Phrase grounding data
- - - -

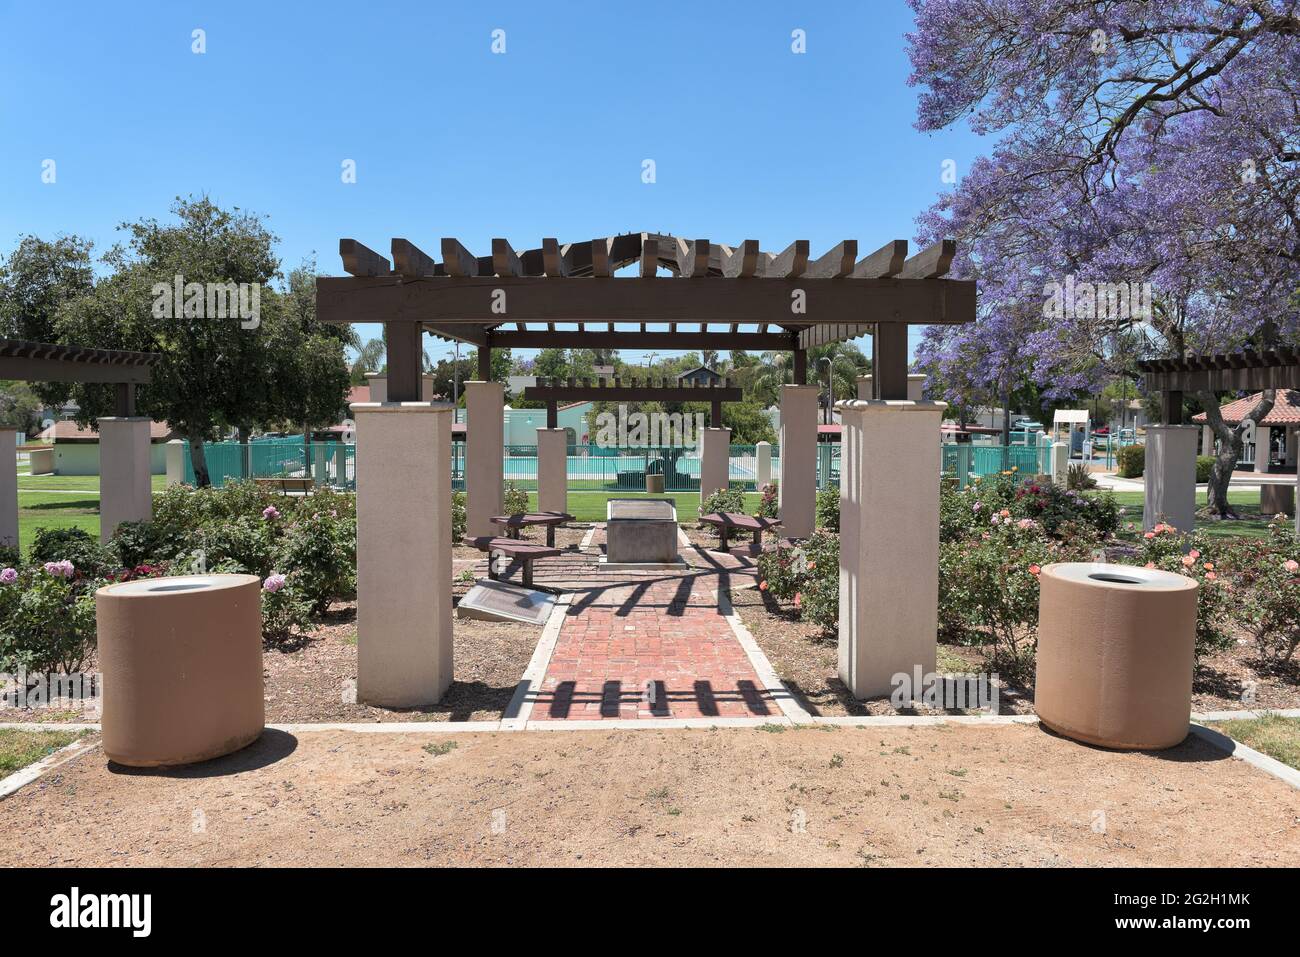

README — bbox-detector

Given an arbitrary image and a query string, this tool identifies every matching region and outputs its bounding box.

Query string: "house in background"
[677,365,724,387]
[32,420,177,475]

- - - -

Would you quote, exactly and only, the lines from the one containing "Given an arbitrary" to the end of the entries?

▶ **Output of the task**:
Given an arbitrary image and a query string, this tool identifies every matching region and outputs its bounding box.

Query string: "house in background"
[677,365,724,387]
[32,420,177,475]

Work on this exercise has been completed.